Exercise details:
Given the material below, output exactly the lines from the line with "# identify a point on every instance of the blurred" to the line with "# identify a point on every instance of the red", both ends included, and no other lines.
Start of Records for this exercise
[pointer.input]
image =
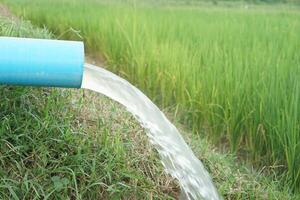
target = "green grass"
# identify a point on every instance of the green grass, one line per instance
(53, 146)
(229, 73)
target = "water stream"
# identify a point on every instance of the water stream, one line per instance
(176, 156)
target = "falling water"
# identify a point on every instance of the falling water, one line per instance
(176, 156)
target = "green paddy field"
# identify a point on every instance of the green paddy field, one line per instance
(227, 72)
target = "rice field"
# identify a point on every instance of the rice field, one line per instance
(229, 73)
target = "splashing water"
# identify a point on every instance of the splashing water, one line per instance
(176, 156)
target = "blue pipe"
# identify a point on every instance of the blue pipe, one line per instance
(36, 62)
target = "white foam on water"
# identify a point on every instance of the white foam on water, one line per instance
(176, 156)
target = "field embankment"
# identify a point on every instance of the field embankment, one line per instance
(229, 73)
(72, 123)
End of Records for this exercise
Start of Records for this exercise
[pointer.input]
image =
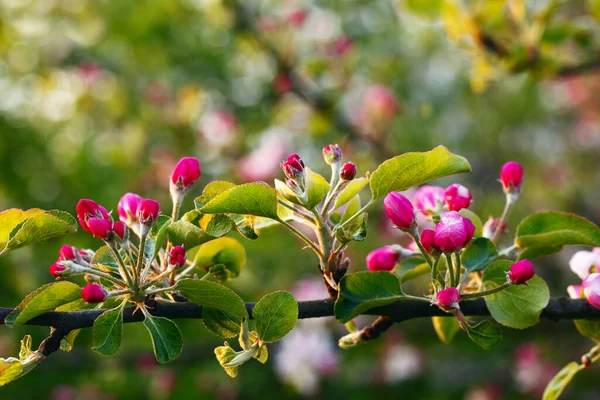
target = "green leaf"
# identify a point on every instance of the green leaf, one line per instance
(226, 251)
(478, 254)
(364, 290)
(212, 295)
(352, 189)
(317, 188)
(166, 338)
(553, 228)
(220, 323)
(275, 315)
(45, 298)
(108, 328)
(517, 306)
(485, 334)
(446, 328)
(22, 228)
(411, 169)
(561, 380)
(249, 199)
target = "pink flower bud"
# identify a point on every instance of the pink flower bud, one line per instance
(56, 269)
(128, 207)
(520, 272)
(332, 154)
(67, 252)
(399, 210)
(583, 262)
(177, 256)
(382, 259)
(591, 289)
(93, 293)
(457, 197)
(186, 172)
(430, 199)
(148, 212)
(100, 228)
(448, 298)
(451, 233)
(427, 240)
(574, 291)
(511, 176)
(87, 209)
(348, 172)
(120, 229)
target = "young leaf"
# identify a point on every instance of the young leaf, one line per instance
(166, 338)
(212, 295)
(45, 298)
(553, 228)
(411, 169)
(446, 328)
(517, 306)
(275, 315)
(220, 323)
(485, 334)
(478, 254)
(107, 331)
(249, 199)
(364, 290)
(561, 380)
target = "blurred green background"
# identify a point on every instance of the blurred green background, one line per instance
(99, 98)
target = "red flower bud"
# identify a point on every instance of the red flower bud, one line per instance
End of Records for this exercise
Start of Records for this exercise
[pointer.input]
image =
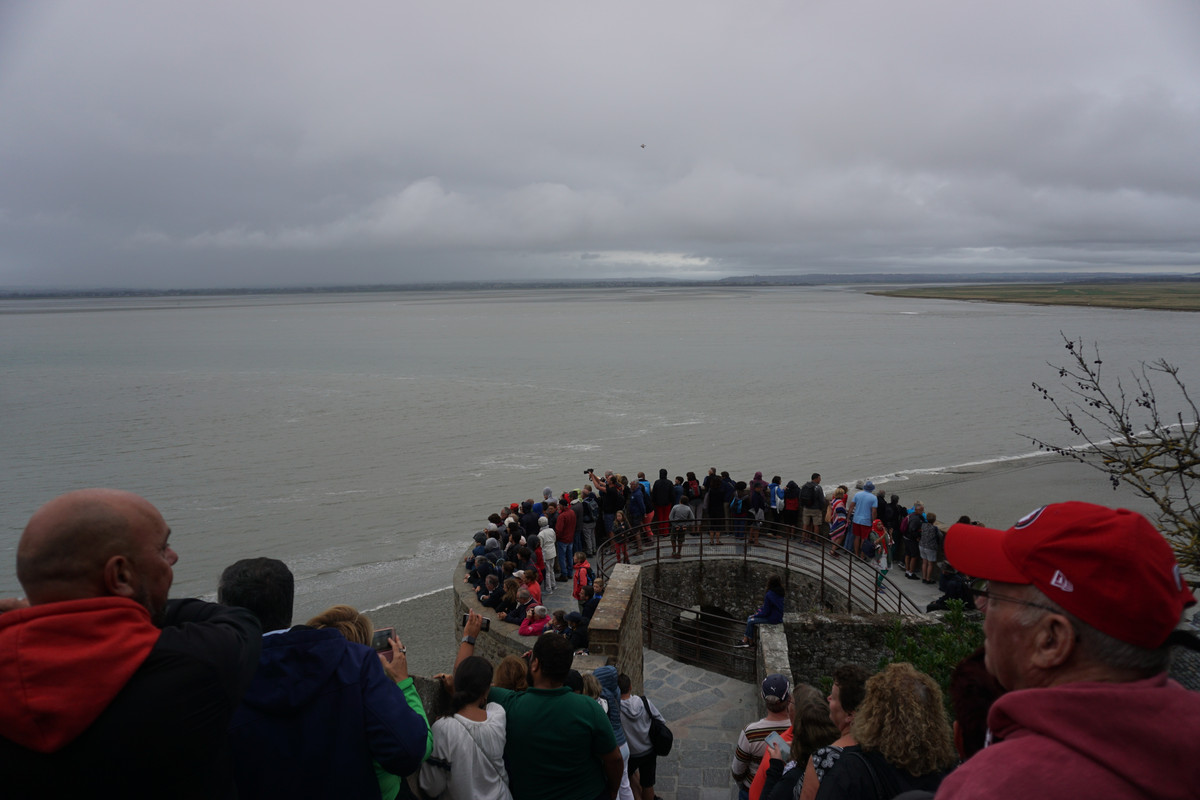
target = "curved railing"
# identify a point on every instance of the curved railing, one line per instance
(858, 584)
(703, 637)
End of Records for this exercise
Result of this task:
# identify a point on every instance of the blurred green background, one line per instance
(99, 98)
target = "red flower bud"
# identify a point on every instance of the red flower bud, one line per instance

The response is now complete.